Task description:
Copy out only those lines running from the line with "Where can the bumper" to the end of the listing, keeping each one exactly as it is.

The data:
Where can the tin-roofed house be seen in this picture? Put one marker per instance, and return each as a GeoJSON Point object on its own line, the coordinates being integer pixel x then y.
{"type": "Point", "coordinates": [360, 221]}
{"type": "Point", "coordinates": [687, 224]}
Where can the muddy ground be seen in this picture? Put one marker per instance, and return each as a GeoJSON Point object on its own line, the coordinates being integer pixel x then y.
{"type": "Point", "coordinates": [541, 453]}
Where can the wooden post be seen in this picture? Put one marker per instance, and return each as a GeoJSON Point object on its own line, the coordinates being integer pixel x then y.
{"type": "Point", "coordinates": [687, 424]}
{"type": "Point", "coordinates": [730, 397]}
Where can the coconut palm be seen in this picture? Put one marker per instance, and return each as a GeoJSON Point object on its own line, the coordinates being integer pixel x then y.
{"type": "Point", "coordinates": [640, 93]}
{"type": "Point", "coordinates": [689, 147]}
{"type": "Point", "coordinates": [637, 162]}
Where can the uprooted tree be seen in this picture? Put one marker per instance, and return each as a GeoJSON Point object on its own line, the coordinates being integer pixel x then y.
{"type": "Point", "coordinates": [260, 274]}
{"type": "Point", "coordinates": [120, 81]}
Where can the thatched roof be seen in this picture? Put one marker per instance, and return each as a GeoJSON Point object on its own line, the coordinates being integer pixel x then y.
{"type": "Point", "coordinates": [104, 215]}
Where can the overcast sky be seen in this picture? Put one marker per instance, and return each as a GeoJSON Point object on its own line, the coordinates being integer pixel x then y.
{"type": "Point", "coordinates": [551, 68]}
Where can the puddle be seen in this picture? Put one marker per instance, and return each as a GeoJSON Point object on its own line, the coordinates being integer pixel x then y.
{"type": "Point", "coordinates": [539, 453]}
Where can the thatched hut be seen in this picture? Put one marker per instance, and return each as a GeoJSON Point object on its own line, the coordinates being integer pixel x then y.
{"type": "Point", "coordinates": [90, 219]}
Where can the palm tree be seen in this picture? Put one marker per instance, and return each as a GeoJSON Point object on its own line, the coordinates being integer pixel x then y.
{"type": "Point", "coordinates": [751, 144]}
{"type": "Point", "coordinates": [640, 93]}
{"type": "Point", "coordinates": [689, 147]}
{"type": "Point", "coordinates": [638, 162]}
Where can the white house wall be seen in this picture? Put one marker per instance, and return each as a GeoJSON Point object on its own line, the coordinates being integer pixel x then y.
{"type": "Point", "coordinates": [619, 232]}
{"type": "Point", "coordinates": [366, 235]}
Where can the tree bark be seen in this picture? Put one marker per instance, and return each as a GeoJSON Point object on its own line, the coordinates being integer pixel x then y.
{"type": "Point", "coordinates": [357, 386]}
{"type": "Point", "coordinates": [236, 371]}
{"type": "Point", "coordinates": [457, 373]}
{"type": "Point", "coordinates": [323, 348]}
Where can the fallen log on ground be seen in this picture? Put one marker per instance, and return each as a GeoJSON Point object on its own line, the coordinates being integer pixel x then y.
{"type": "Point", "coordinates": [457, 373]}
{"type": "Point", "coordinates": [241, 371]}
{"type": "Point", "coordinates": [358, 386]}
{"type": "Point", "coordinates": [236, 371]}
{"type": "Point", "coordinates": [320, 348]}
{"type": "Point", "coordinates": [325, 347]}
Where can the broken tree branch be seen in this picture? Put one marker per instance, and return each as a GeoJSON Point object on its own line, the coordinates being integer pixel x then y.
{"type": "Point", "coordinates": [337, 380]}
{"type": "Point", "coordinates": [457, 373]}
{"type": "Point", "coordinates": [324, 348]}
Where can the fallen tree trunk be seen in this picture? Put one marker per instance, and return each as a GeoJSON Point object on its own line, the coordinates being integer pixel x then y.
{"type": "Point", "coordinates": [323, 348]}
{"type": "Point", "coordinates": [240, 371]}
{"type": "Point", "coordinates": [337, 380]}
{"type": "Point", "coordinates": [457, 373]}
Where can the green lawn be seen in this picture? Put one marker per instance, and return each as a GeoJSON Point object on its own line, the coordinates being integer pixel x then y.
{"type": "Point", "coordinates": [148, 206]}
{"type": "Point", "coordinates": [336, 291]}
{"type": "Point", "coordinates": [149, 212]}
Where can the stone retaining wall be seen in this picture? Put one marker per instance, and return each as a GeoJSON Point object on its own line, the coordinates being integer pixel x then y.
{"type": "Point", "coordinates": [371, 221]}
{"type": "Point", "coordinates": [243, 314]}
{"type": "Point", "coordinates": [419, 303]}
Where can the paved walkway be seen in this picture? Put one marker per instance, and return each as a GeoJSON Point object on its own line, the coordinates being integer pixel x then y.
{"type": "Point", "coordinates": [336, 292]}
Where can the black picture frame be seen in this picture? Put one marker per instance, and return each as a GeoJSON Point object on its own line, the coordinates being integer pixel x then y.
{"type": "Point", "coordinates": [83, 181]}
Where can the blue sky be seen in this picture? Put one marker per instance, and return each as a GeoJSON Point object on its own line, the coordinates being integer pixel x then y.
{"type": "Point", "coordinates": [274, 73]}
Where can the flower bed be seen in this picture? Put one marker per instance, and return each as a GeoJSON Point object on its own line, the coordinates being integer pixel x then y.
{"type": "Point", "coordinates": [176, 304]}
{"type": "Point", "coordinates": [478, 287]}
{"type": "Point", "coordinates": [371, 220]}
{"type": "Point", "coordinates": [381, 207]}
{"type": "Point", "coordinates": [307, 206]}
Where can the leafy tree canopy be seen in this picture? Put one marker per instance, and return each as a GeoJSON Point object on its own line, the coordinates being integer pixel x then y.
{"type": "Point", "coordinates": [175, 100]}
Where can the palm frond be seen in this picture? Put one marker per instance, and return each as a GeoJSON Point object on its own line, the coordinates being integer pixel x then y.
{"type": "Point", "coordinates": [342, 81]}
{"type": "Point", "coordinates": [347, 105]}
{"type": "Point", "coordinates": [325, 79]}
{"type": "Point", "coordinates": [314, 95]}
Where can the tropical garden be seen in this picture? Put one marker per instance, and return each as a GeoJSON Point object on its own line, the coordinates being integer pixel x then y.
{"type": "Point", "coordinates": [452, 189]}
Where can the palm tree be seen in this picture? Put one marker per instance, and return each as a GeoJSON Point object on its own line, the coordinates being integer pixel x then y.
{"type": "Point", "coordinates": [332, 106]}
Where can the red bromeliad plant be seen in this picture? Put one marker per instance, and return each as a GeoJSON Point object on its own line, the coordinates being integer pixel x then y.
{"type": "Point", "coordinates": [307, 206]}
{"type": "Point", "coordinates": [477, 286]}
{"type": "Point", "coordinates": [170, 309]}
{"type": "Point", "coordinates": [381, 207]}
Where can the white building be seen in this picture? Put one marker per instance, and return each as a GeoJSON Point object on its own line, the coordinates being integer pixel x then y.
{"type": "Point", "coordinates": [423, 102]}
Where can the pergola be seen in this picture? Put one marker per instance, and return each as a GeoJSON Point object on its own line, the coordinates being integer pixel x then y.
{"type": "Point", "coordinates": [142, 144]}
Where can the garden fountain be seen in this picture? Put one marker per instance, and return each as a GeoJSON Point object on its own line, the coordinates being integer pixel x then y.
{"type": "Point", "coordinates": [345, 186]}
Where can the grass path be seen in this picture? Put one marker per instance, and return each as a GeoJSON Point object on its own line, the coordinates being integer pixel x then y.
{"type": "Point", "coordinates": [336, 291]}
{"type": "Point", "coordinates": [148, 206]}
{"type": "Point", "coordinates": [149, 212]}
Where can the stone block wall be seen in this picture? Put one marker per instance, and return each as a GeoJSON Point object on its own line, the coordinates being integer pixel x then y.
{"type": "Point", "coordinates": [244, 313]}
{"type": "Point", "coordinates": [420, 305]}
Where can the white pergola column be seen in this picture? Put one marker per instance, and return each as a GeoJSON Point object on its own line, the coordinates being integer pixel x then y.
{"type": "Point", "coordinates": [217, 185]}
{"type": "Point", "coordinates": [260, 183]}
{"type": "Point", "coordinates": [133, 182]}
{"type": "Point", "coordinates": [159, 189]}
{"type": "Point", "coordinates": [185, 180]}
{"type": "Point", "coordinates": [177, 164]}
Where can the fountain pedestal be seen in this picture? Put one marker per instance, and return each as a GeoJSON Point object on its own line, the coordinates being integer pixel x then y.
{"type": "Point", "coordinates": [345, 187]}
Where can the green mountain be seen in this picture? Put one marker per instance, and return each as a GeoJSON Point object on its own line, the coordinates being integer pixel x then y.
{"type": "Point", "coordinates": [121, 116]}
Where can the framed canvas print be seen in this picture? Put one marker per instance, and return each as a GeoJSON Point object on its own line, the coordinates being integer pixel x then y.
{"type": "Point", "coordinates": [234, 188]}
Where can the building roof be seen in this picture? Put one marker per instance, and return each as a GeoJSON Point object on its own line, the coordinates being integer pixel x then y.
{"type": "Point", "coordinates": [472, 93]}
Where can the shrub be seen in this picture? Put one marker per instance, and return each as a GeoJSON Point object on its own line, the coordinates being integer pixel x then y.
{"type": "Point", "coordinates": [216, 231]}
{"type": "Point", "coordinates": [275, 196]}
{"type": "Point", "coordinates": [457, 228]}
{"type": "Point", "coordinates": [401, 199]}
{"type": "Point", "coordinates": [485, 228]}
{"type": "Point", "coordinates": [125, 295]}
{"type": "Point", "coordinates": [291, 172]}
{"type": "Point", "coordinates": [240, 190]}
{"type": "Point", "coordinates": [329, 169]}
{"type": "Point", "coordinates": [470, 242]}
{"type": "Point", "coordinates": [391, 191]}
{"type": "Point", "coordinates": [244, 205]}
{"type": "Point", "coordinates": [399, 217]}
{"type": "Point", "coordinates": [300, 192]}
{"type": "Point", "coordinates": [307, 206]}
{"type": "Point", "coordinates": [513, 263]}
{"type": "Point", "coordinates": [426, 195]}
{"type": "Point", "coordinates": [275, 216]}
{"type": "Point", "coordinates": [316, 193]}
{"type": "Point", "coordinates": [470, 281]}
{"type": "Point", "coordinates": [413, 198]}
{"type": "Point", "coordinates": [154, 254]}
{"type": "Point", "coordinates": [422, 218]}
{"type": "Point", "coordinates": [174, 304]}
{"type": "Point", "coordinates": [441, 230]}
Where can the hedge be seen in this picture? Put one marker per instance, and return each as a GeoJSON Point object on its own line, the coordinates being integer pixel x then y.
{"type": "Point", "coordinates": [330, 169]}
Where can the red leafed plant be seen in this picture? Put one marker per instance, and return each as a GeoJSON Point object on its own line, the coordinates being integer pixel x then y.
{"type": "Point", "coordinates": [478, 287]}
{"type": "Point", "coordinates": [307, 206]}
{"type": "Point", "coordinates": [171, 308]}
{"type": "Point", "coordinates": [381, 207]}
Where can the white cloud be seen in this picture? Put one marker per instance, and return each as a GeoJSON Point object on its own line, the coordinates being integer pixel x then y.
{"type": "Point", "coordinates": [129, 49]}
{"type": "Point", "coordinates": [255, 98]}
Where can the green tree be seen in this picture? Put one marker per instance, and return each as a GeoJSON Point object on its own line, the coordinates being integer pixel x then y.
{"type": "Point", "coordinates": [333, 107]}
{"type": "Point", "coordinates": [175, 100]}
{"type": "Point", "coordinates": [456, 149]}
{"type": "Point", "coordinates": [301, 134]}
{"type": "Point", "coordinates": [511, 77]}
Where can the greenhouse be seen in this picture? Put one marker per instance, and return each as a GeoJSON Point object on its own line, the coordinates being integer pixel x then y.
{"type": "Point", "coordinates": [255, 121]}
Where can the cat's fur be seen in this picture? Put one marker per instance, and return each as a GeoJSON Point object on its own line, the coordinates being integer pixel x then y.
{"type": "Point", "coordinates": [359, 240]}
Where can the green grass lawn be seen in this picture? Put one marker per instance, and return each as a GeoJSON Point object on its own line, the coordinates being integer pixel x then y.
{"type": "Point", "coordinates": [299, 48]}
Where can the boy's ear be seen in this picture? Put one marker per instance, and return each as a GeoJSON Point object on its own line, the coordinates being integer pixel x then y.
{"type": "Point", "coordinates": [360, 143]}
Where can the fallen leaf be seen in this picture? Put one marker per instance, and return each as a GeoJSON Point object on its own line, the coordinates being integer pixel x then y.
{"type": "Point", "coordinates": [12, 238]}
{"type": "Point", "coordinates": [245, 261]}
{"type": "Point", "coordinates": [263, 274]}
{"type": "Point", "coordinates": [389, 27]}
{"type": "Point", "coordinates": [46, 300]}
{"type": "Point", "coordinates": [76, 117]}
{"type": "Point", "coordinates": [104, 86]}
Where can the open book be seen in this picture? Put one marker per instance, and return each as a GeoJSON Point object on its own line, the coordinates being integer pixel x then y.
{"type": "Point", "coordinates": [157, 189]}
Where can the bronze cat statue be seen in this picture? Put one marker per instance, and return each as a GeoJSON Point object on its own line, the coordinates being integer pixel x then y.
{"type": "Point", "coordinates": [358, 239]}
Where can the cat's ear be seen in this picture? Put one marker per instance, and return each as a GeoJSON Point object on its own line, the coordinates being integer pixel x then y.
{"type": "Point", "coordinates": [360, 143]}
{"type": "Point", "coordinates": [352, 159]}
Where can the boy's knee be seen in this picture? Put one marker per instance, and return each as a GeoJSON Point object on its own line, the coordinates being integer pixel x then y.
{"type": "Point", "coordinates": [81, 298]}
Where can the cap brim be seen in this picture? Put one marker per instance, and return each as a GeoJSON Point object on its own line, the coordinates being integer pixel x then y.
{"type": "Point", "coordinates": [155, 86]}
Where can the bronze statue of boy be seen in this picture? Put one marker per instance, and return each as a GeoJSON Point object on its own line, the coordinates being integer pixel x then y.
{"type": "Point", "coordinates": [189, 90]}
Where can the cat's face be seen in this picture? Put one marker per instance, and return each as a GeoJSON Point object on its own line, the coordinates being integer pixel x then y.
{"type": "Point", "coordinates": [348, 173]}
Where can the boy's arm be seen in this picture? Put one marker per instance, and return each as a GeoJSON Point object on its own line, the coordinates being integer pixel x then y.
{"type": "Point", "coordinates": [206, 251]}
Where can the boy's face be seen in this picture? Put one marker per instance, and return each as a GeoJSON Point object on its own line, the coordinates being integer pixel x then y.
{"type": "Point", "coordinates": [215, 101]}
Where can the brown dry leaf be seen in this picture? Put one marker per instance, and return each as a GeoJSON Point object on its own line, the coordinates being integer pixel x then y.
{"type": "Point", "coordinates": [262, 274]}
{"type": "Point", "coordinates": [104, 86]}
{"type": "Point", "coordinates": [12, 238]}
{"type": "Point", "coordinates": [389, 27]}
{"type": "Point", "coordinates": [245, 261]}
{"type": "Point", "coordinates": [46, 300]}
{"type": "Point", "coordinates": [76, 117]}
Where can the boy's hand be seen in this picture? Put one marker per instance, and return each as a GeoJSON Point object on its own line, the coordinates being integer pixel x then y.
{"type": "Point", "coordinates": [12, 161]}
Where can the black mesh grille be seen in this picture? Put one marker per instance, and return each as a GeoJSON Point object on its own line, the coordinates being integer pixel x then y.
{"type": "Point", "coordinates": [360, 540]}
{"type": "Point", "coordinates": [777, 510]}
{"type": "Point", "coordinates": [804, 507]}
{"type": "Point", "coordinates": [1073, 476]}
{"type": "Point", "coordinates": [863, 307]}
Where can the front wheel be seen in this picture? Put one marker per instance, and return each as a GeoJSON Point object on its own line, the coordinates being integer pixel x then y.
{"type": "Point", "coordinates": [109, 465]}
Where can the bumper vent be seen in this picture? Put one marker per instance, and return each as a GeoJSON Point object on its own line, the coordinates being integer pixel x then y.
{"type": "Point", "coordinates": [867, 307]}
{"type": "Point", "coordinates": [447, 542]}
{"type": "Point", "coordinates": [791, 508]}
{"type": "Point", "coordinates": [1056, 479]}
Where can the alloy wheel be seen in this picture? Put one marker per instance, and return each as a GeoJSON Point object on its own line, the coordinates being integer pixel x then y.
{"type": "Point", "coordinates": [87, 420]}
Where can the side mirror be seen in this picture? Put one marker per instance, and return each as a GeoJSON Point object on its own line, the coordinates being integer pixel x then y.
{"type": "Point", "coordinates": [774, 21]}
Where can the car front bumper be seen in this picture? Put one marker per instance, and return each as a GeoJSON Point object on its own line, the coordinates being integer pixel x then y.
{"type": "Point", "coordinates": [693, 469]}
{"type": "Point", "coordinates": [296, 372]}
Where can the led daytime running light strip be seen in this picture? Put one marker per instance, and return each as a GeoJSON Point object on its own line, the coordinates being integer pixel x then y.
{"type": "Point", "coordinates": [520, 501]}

Answer in full:
Where can the bumper vent be seen in this picture? Put one marker per instance, and return each as a GeoJSON Point object on its own line, the coordinates being integer pixel x then y.
{"type": "Point", "coordinates": [867, 307]}
{"type": "Point", "coordinates": [447, 542]}
{"type": "Point", "coordinates": [791, 508]}
{"type": "Point", "coordinates": [1056, 479]}
Where can the alloy wheel be seen in this picture? Put one marker per instance, and return each as a GeoJSON Point object on its own line, the coordinates being integer pixel x then y.
{"type": "Point", "coordinates": [87, 420]}
Where can the side mirror be seen in this picture? Put one marker per instance, and return each as a GeoJSON Point object on its own line, the coordinates being integer pixel x then y.
{"type": "Point", "coordinates": [774, 21]}
Where can the car front bumper be seen in this picture? Put one marker per instance, and return each as a GeoJSON Point object on its own line, the coordinates being integer pixel x then y.
{"type": "Point", "coordinates": [693, 469]}
{"type": "Point", "coordinates": [296, 372]}
Where can the led daytime running light strip be seen in this picture? Put one marker per instance, and return each as a GeoJSON Point object on its own line, the coordinates being integer pixel x then y.
{"type": "Point", "coordinates": [520, 501]}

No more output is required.